=== Information given ===
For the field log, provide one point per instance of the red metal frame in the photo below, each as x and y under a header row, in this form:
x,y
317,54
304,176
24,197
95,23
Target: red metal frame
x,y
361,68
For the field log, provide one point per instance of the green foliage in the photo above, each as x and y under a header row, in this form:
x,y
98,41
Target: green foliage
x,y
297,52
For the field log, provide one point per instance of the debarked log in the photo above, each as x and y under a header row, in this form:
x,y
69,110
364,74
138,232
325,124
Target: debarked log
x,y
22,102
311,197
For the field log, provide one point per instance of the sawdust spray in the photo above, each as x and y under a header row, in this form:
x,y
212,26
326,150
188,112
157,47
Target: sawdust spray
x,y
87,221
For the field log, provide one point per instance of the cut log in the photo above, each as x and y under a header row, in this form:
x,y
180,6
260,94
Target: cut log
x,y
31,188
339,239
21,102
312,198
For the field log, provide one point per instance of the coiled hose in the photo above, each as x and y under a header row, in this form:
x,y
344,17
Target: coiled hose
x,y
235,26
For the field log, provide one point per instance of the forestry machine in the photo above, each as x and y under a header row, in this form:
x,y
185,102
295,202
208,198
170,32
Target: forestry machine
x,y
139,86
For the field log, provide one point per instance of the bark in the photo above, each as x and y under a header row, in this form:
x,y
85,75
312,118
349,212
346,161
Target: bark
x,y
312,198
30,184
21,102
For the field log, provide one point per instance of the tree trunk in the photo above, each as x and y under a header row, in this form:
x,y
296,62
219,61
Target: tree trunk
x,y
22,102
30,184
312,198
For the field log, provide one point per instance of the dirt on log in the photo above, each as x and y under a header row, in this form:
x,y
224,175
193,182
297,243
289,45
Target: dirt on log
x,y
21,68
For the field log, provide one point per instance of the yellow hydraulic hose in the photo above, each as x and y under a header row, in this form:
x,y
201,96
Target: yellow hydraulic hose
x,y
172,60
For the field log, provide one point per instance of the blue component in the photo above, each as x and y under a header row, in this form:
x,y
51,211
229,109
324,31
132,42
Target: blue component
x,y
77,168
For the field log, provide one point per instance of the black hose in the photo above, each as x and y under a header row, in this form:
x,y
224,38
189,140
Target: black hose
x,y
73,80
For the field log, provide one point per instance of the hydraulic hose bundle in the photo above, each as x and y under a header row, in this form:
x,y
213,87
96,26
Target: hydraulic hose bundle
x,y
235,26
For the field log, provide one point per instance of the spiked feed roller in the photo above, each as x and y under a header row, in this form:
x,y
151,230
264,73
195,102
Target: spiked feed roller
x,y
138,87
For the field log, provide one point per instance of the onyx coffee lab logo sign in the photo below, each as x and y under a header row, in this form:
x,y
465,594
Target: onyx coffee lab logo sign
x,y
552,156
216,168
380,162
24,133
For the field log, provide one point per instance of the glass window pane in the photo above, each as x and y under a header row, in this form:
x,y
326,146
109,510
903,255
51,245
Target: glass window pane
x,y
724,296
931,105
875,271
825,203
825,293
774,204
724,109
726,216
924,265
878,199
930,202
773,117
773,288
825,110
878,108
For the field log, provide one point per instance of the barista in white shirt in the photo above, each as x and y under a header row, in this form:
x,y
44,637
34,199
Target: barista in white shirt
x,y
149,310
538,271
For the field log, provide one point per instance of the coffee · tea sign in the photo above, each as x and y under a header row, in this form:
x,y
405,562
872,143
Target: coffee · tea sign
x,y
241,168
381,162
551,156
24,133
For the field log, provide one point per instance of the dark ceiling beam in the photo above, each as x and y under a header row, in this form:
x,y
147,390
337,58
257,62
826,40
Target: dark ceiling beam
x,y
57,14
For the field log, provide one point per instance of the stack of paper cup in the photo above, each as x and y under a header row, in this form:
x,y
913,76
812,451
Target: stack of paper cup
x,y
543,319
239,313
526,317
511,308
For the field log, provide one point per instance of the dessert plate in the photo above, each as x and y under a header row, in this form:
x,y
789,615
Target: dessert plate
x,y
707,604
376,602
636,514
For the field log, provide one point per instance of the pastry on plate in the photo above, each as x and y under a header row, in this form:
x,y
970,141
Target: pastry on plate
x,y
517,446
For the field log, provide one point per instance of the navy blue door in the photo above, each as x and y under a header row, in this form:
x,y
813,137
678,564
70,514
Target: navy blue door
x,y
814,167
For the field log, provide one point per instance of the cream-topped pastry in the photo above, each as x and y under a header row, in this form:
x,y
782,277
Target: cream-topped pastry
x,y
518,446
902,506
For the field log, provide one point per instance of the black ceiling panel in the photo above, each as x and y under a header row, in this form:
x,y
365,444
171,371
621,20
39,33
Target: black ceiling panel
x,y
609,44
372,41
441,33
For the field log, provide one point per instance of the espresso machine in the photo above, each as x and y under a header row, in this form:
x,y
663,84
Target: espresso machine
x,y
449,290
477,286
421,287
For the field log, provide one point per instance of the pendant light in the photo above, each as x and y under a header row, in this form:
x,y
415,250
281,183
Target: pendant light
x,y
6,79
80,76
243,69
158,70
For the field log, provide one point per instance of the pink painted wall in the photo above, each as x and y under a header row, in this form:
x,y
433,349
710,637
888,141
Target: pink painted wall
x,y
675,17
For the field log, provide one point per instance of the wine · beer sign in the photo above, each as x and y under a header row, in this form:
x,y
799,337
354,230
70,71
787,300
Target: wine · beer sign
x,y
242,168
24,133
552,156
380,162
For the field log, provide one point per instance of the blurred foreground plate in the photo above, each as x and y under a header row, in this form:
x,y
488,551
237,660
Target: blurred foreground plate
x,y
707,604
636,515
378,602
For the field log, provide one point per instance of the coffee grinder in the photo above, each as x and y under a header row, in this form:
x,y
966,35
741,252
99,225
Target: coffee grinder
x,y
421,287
===
## Exercise aim
Copy all the entries above again, putting "site record" everywhere "field log" appears and changing nothing else.

## Complete output
For the site record, provide one point per instance of the red metal frame in the photo below, each as x and y under a header row, in this form:
x,y
317,54
304,176
24,197
95,23
Target: red metal frame
x,y
361,68
For the site record, provide one point per instance of the green foliage in the photo above, each as x and y under a header row, in this form:
x,y
98,41
Target: green foliage
x,y
297,52
For the site record, provide one point per instance of the debarked log in the photo above, each as x and y under a header row, in this form:
x,y
69,110
364,74
138,232
325,124
Target: debarked log
x,y
22,102
311,197
For the site record, provide one point per instance of the sawdust spray in the photo above, each as x and y under a header row, in this form:
x,y
212,26
326,150
188,112
157,47
Target: sawdust spray
x,y
87,221
For the site record, provide one point per instance of the cut log in the photo above, each as x and y under a header row, in this form:
x,y
180,6
260,94
Target: cut log
x,y
31,188
339,239
21,102
312,198
For the site record, provide one point per instance of the coiled hose in the photo above, each as x and y under a header row, in this form:
x,y
344,17
Target: coiled hose
x,y
235,26
For the site record, provide one point per instance of the forestry machine in the photo above, each as x and y under a header row, in this form:
x,y
185,102
295,202
208,198
170,32
Target: forestry machine
x,y
139,86
For the site record, provide one point per instance of the bark in the photo above, each as x and y under a header row, in this form:
x,y
85,75
312,118
349,212
346,161
Target: bark
x,y
312,198
30,184
21,102
For the site record, provide one point per instance of the tree trunk in the photo above, each as x and y under a header row, in this form:
x,y
296,62
219,61
Target: tree trunk
x,y
22,102
30,184
312,198
For the site record, provide one point per instance of the dirt on log in the photo above, each as x and y under a header row, in this form:
x,y
224,175
193,182
297,243
289,45
Target: dirt on log
x,y
21,68
For the site record, provide one point per instance of the yellow hydraulic hose in the photo above, each as x and y under a header row, in this form:
x,y
201,96
Target: yellow hydraulic hose
x,y
172,60
For the site record, provide one point per instance of the blue component in the photo above, each as x and y under a header row, in this form:
x,y
51,211
229,109
324,31
132,42
Target: blue component
x,y
77,168
For the site record, provide one point per instance of the black hose in the photo above, each as x and y under a header row, in this form:
x,y
224,38
189,140
Target: black hose
x,y
73,80
For the site record, provide one point per instance of the hydraulic hose bundle in the photo above, each as x and y under a header row, in this form:
x,y
213,87
96,26
Target: hydraulic hose bundle
x,y
235,26
For the site record, provide one point per instance of the spiked feed roller in the photo above, each as x and y under a header row, in this form:
x,y
151,230
264,73
195,102
Target: spiked feed roller
x,y
138,87
For the site record, provide one point per instance of the onyx coffee lab logo sign in the photo below, each as x and y under a header row, in this form:
x,y
465,594
Target: onyx coffee lab logo sign
x,y
552,156
216,168
380,162
24,133
For the site record, provide one point per instance of the glass window pane in the photo above, each as x and y under a header row, in this form:
x,y
326,146
109,510
903,255
51,245
Target: glass window pane
x,y
724,296
931,105
875,271
825,203
825,293
774,204
724,109
726,216
924,265
878,199
930,202
773,117
773,288
825,110
878,108
For the site record, provide one point per instance of the barista in white shirt in the photo above, each as x and y under a header row, in this form:
x,y
44,637
34,199
Target: barista in white shirt
x,y
149,310
538,271
For the site record, provide one point per instance of the coffee · tea sign in the photo above, each as x and y under a header row, in this form:
x,y
405,562
872,143
Target: coffee · tea sign
x,y
241,168
381,162
551,156
24,133
For the site record, provide one point per instance of the dark ceiling beam in the photo above, each as x and y under a header row, in this form:
x,y
147,390
337,58
257,62
826,40
Target: dark ceiling beam
x,y
57,14
For the site record, provide one point per instance of the stack of paper cup in the photo above, each as x and y under a header row, in this form:
x,y
913,76
812,451
Target: stack of paper cup
x,y
543,319
239,313
526,317
511,308
For the site record, provide one point per instance of the dessert plate in the photo above, each as x and y under a header row, in this form:
x,y
789,615
Target: dessert plate
x,y
707,604
376,602
636,514
For the site record, provide one point per instance of the pastry on plate in the photo above, each as x and y under a header row, in this form:
x,y
970,141
Target: pastry on plate
x,y
517,446
For the site record, provide one point per instance of the navy blue door in the photo above, each as x and y under a header row, in this form:
x,y
813,137
678,564
70,514
Target: navy blue door
x,y
814,167
For the site record, provide one point per instance of the cream-topped pastry in the photo above, each as x and y under a header row, in this form:
x,y
782,277
Target: cream-topped pastry
x,y
518,446
902,506
For the site record, provide one point per instance of the black ceiling panel in the photo above, each as x and y under a header row, in this form:
x,y
365,444
171,371
621,20
39,33
Target: black ceiling panel
x,y
609,44
372,41
441,33
For the site record, provide one point per instance of the espresso machine in the photo above, each as x and y under a header row, in this form:
x,y
663,84
Target: espresso machine
x,y
449,290
477,286
421,287
For the site record, provide one point per instance of the pendant light in the photo above, each as x and y under a header row, in this form:
x,y
415,250
281,183
Target: pendant light
x,y
6,79
80,76
243,69
158,70
For the site record, provide one point per instance of the pink painted wall in the photo above, each as x and y under a header row, in this form:
x,y
433,349
710,637
888,141
Target: pink painted wall
x,y
675,17
For the site record, provide one point per instance of the wine · beer sign in the photo above, each as x and y under a header row, in this form:
x,y
799,337
354,230
70,71
787,300
Target: wine · beer sign
x,y
242,168
24,133
552,156
380,162
For the site record, provide one point per instance of the blurred foreground plate in the photo above, each as x and y under a header row, in this form:
x,y
488,551
237,660
Target: blurred foreground plate
x,y
707,604
636,515
378,602
For the site record, provide one point per instance of the coffee grinder in the photo above, each as x and y under a header row, in this form:
x,y
966,35
741,252
99,225
Target: coffee grinder
x,y
421,287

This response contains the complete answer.